Surveying experimental Georgia on tape

Null Zone issues two new cassettes from Atlanta’s outsider scene

When Null Zone last checked in, the Athens-based outsider imprint issued two tapes featuring a range of sounds from Carey (Daniel Bailey of Faun and a Pan Flute), German sound artist Philipp Bückle, and label owner Michael Potter. Each tape highlighted Null Zone’s wide-eyed and wayfaring take on challenging sounds from all over the globe, while keeping a grasp on the label’s Georgia roots. As Potter explains, “Even though I’ve been branching out to folks around the country, and world, I want to remain dedicated to releasing local weirdness.”

 

Now, the label kicks off 2018 by tilling local soil for two new gems of experimental music.

First up, Robby Hayes Kee’s Someone Is Very Interested in Your Life finds the former Eyedrum board member, Invent Room Pop curator, and all-around cornerstone of Atlanta’s noise, drone, and experimental music scenes issuing his most sincere and personal work to date. “My main goal was to frame and share the emotional impact of hearing my life at such a removed time, that combination of strangeness and intimacy. Correcting my own memories, reforming them by spending time with these recordings,” he adds, “I was more interested in tape as this physical object that held my only connection to a dead and gone part of my life than as a medium for manipulation.”

The result is nearly a half-hour of compelling non-music — found audio, field recordings, and subtle tape manipulation — taking shape as a form of lo-fi musique concrète.



“I Loathe Work, And I Love Interruptions” offers a mishmash of sound captured in a variety of anonymous situations and settings. Seemingly recorded onto a microphone stuffed into a pocket, the piece follows mumbled conversations in multiple scenarios and it’s almost impossible to understand exactly what’s going on.

The first portion could be a recording of a stroll through a junkyard, auto shop, or Eyedrum’s old art space, with clattering metal and jovial small talk. The second portion almost sounds like a financial planner’s meeting, possibly life insurance or some other sort of mundane necessity.

**Raw data**
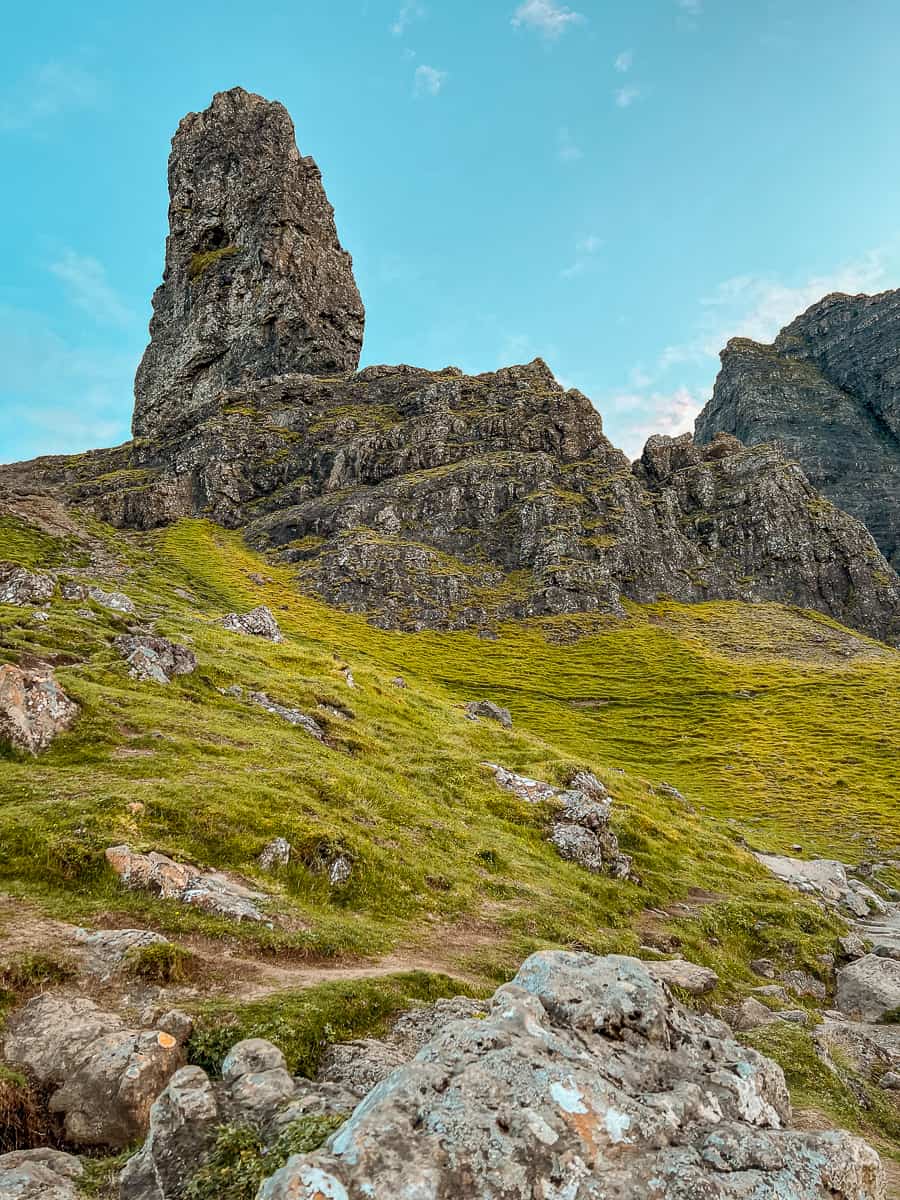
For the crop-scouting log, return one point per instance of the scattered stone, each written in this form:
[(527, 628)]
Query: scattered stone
[(688, 976), (107, 948), (293, 715), (259, 622), (34, 708), (40, 1175), (22, 587), (763, 967), (211, 891), (585, 1079), (102, 1075), (801, 983), (869, 988), (275, 853), (490, 711), (155, 658)]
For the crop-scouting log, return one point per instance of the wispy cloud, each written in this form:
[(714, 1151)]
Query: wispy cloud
[(88, 288), (627, 96), (568, 150), (546, 17), (429, 81), (49, 90), (586, 251), (408, 13)]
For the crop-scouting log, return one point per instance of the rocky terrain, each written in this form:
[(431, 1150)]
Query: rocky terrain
[(828, 393), (401, 792)]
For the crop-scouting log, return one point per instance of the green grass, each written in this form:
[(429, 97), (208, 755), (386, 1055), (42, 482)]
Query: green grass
[(304, 1024), (754, 712)]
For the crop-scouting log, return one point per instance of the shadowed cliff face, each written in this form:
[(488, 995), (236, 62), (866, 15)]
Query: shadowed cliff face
[(423, 499), (256, 282), (828, 390)]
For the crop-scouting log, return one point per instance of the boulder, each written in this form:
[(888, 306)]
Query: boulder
[(107, 948), (292, 715), (102, 1074), (40, 1175), (586, 1079), (259, 622), (869, 988), (211, 891), (155, 658), (490, 711), (34, 708), (22, 587), (688, 976)]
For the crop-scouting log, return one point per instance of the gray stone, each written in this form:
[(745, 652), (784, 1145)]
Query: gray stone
[(19, 586), (491, 712), (40, 1175), (869, 988), (688, 976), (34, 708), (586, 1080), (256, 283), (259, 622), (102, 1075)]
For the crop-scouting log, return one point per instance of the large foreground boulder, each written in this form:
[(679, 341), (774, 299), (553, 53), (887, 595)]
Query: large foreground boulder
[(101, 1075), (587, 1081), (34, 709)]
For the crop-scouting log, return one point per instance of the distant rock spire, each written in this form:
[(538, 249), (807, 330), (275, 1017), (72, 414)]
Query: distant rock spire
[(256, 282)]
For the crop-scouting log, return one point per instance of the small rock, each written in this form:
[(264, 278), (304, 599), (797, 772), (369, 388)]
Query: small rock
[(34, 709), (763, 967), (275, 853), (22, 587), (490, 711), (259, 622), (688, 976)]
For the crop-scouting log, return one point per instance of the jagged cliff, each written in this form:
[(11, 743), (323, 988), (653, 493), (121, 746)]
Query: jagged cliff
[(828, 391), (420, 498)]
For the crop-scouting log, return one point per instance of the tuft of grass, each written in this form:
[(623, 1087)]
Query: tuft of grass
[(162, 963), (240, 1159), (304, 1024), (203, 261)]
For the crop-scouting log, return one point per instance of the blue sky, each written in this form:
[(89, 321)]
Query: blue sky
[(617, 185)]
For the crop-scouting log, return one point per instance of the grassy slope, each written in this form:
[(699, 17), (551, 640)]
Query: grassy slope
[(756, 714)]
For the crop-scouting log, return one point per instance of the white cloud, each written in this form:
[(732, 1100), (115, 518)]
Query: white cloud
[(658, 412), (627, 96), (546, 17), (405, 18), (88, 287), (429, 81), (51, 90), (586, 250), (568, 150)]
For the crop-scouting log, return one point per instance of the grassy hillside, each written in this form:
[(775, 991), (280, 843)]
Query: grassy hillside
[(775, 725)]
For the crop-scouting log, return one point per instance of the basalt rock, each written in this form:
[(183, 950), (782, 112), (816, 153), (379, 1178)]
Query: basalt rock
[(828, 391), (256, 282)]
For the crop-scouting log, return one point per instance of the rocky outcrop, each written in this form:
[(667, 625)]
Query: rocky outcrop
[(101, 1075), (211, 891), (34, 708), (828, 391), (256, 282), (585, 1079)]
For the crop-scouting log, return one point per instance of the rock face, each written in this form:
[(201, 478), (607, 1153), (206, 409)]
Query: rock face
[(102, 1075), (586, 1080), (828, 391), (256, 283), (34, 709)]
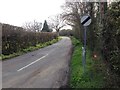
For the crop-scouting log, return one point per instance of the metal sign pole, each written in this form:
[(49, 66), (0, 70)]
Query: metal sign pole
[(85, 21), (84, 50)]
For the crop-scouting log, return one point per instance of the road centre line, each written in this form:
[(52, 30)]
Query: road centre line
[(32, 63)]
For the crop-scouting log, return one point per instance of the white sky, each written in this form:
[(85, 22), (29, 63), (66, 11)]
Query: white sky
[(17, 12)]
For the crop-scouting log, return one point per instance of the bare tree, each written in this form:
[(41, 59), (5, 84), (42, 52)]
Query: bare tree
[(33, 26), (56, 23)]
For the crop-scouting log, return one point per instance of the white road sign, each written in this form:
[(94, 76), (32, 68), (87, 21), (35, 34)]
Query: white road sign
[(85, 20)]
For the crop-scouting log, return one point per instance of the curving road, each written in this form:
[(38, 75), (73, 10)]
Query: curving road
[(44, 68)]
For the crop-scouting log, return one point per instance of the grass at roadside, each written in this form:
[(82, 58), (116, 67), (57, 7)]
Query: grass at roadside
[(93, 76), (29, 49)]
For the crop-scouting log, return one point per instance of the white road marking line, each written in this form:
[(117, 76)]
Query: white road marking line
[(32, 63)]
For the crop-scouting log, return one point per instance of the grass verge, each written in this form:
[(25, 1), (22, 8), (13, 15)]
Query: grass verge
[(29, 49), (93, 76)]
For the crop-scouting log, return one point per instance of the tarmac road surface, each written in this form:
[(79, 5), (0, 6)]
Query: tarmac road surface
[(45, 68)]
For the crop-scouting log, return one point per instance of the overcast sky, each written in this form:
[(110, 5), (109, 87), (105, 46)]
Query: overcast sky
[(17, 12)]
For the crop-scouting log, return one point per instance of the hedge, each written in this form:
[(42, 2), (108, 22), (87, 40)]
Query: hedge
[(14, 38)]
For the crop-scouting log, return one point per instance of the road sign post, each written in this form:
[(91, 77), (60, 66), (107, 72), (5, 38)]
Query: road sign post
[(85, 21)]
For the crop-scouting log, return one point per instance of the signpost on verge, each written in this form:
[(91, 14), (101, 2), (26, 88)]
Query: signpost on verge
[(85, 21)]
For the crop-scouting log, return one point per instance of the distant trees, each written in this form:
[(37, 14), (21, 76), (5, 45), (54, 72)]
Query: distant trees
[(103, 34), (33, 26), (57, 23), (46, 27)]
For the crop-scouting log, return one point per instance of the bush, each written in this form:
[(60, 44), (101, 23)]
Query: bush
[(15, 39)]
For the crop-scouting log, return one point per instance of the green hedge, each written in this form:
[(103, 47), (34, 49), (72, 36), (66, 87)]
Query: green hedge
[(15, 39)]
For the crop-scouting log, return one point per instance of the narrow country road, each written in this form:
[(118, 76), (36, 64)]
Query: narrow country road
[(44, 68)]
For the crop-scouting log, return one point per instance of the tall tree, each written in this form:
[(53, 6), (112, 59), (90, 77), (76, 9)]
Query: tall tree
[(45, 27)]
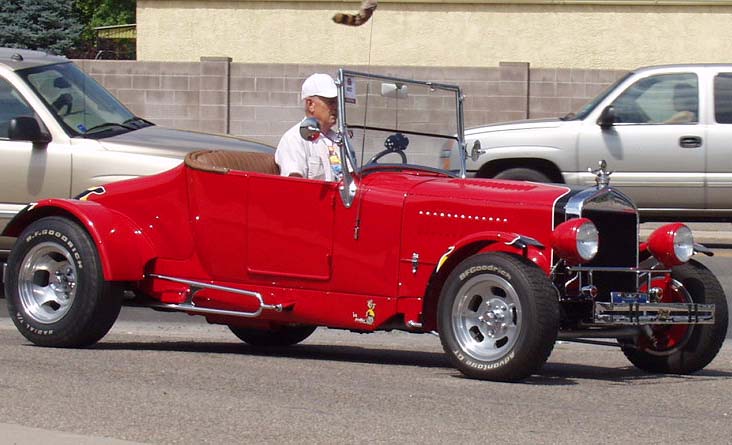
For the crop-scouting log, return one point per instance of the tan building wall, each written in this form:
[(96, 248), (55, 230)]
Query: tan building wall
[(261, 101), (600, 34)]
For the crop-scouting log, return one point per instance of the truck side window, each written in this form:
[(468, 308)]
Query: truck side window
[(723, 98), (662, 99), (12, 105)]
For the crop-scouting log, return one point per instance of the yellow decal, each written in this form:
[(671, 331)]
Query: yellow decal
[(370, 314), (443, 258)]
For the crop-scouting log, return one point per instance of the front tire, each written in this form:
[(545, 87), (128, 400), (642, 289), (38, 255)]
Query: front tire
[(684, 349), (55, 290), (498, 317), (279, 336)]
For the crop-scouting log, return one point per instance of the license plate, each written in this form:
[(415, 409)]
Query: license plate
[(628, 297)]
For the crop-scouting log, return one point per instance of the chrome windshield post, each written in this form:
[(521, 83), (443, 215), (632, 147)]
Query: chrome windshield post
[(348, 185)]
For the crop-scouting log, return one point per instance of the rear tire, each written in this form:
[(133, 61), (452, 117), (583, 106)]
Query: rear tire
[(55, 290), (523, 174), (279, 336), (684, 349), (498, 317)]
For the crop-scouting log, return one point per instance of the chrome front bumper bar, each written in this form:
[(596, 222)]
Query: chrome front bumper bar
[(653, 313)]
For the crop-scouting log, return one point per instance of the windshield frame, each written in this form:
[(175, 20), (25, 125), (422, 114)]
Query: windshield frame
[(344, 132), (99, 97)]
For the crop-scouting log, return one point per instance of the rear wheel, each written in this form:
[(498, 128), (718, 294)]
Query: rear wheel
[(275, 336), (498, 317), (683, 349), (523, 174), (56, 294)]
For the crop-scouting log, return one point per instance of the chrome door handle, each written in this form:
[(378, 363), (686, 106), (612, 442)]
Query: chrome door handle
[(690, 141)]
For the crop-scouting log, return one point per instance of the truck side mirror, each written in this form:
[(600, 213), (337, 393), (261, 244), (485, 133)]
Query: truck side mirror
[(26, 128), (607, 118)]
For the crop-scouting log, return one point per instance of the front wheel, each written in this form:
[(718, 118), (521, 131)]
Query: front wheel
[(275, 337), (498, 317), (55, 291), (683, 349)]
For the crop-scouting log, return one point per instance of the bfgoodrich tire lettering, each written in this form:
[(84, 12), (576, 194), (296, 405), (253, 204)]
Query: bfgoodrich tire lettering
[(498, 317), (55, 291), (684, 349)]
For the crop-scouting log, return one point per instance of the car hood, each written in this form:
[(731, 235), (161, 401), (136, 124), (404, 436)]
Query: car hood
[(532, 124), (174, 143), (514, 193)]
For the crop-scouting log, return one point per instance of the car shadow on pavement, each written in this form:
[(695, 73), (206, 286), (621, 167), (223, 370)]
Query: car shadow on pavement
[(351, 354), (551, 374)]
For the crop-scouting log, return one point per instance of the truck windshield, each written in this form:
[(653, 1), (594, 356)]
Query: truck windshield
[(587, 109), (82, 106)]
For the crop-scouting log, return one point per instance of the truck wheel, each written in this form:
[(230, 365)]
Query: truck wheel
[(56, 294), (498, 317), (277, 336), (683, 349), (523, 174)]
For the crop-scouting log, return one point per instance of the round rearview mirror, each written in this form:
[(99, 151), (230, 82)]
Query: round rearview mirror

**Work instructions**
Resume the article on Null Zone's two new Atlanta cassettes, continuing on from its last sentence.

**Result**
B-side “Warbird Skyventures” is a more dynamic piece that celebrates the joys of found objects and found sounds. Kee reportedly found a VHS tape labelled “Warbird Skyventures” in a Cleveland, Tennessee, thrift store after playing a show. The recording captures the historic plane soaring through the skies of North Georgia. Meanwhile, the commercial pilot and her passenger comment on the sights (Sequoyah Nuclear Generating Station, Etowah, Hiawassee), poke fun at Alabamians, and otherwise balance moments of mundanity and utter glee.

But the fun isn’t kept strictly to the conversation. Kee occasionally edits in periods of silence and sudden gaps in the narrative, maintaining a sense of bizarre realism and common confusion. It might be an obscure or acquired taste, but it’s worth seeking out for the aurally adventurous.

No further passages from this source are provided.